** Text for analysis **
With careful textual analysis, Athanassakis shows how twentieth- and twenty-first-century US writers have sought to rethink traditional understandings of how the human being relates to ecological phenomena. Their work, and this study, offer new modes of creative engagement with environmental degradation – engagement that is proactive, ambivalent, and even playful.

This book contributes to vital discussions about the importance of literature for social justice movements, food studies, ecocriticism, and the environmental humanities. The core argument of the book is that artistically imaginative narratives of environmental disturbance can help humans contend with ostensibly uncontrollable, drastic planetary changes.

(Records from a data source)
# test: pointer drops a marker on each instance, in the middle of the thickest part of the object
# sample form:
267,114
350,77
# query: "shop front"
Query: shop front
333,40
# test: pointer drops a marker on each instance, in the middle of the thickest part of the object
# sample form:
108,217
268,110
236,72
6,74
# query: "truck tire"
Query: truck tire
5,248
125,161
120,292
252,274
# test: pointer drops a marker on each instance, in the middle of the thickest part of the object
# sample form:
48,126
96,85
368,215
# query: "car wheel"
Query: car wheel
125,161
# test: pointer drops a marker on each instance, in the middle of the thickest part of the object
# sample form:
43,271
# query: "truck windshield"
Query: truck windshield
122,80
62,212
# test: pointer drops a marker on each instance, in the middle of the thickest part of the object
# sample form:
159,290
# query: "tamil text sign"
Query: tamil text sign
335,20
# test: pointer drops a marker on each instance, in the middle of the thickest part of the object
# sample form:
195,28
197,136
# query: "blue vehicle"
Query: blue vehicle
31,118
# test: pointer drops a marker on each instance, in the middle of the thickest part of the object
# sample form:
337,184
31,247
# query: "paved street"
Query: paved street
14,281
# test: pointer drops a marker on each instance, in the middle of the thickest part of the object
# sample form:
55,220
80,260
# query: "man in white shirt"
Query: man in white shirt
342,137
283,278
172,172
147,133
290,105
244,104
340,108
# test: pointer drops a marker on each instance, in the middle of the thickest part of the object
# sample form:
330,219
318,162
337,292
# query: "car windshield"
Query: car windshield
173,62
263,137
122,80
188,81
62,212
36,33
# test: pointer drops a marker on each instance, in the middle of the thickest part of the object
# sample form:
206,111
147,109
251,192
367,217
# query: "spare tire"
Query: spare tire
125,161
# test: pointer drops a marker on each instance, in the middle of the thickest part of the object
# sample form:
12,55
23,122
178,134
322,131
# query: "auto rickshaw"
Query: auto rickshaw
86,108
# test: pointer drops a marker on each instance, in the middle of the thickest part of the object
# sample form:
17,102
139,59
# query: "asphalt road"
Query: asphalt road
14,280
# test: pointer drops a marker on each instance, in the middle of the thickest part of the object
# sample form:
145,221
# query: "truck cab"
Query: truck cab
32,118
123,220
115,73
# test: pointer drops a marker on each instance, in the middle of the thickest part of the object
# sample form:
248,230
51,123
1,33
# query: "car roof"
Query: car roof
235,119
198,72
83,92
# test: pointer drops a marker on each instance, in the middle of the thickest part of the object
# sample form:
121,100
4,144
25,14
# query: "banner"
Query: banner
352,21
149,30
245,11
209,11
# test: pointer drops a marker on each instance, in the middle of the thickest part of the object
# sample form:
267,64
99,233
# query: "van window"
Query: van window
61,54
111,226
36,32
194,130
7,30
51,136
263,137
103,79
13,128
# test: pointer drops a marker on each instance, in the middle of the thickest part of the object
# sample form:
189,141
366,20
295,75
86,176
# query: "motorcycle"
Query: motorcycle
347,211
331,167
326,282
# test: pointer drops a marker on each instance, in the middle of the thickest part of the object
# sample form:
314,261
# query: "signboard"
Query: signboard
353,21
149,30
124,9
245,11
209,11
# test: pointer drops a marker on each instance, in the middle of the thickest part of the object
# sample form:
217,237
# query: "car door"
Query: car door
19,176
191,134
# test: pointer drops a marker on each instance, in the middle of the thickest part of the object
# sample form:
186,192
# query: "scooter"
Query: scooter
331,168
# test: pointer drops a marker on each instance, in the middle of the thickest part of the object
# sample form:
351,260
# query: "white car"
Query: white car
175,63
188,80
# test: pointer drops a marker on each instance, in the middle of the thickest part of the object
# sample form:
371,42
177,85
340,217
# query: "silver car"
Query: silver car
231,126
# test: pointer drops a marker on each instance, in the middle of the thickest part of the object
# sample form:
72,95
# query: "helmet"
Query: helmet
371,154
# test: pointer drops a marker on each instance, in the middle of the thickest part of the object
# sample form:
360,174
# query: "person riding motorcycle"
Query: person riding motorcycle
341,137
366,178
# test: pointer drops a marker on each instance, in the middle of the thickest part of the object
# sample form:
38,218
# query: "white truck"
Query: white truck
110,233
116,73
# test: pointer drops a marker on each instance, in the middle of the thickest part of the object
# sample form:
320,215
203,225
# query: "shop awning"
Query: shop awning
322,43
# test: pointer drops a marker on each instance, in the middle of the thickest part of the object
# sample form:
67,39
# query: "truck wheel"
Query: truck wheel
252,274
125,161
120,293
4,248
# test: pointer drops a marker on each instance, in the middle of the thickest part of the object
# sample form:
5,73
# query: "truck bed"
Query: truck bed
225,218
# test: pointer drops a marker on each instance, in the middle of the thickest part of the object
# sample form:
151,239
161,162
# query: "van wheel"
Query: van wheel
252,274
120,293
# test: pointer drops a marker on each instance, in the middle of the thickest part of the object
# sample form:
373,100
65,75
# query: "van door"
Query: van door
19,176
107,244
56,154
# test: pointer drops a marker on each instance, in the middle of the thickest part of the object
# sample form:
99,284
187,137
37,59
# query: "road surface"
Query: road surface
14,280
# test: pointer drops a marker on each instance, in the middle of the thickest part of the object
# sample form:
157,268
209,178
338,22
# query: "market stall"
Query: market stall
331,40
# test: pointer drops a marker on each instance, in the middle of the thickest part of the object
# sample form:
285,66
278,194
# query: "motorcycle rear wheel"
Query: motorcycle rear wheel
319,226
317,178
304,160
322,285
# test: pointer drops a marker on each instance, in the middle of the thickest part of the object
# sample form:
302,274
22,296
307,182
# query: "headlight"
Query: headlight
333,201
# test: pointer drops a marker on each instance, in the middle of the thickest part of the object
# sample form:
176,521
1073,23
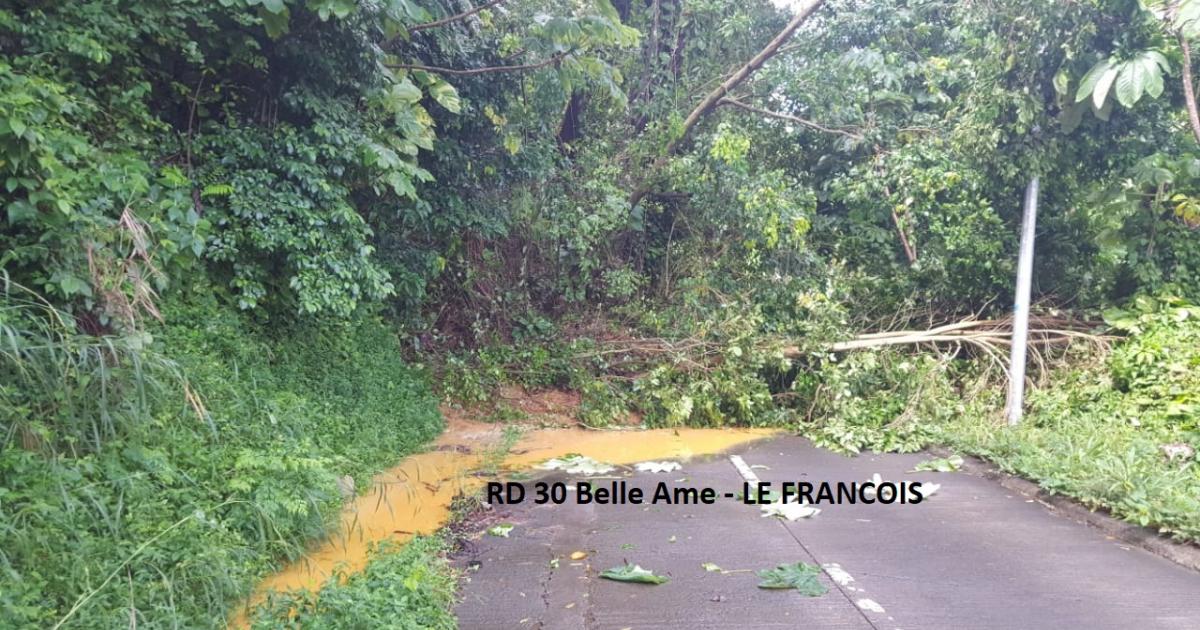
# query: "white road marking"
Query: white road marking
870,605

** Exercise 1 **
Name the qualities that the book description assigns to the new modes of engagement with environmental degradation.
** Exercise 2 **
Rewrite the book description from "With careful textual" to "drastic planetary changes.", swapping "degradation" for "damage".
** Exercise 3 **
Write the next part of the book description, picking up after its last sentence.

** Written reply 1 **
proactive, ambivalent, playful

** Written reply 2 **
With careful textual analysis, Athanassakis shows how twentieth- and twenty-first-century US writers have sought to rethink traditional understandings of how the human being relates to ecological phenomena. Their work, and this study, offer new modes of creative engagement with environmental damage – engagement that is proactive, ambivalent, and even playful.

This book contributes to vital discussions about the importance of literature for social justice movements, food studies, ecocriticism, and the environmental humanities. The core argument of the book is that artistically imaginative narratives of environmental disturbance can help humans contend with ostensibly uncontrollable, drastic planetary changes.

** Written reply 3 **
Review
Athanassakis expands our understanding of environmental justice through her brilliant engagements with the power of imaginative witnessing, social movements, and biological citizenship. Her book creates essential bridgework between issues as wide-ranging as immigration, industrial agriculture, not-so-natural disasters, and cellular mutation. This ambitious, persuasive work will have a transformative impact across a range of fields, including the environmental humanities, transnational American studies, gender and ethnic studies, immigrant studies, food studies, trauma studies, biopolitics, and animal studies.
Rob Nixon, author of Slow Violence and the Environmentalism of the Poor

Environmental Justice in Contemporary US Narratives dives into the lively, sometimes contentious debates surrounding ecocriticism, American studies, and media studies to make sense of their entangled intellectual roots. From John Steinbeck to Karen Tei Yamashita, Athanassakis brilliantly reads environmental justice fictions about food production, laboring bodies, citizenship and globalization, for what they tell us about ecological destruction inherent in rampant – markedly American – global capitalism. The result is a richly satisfying, and much needed, recalibration of our understanding of the major contributions of transnational American Studies to the fast rising field of the environmental humanities."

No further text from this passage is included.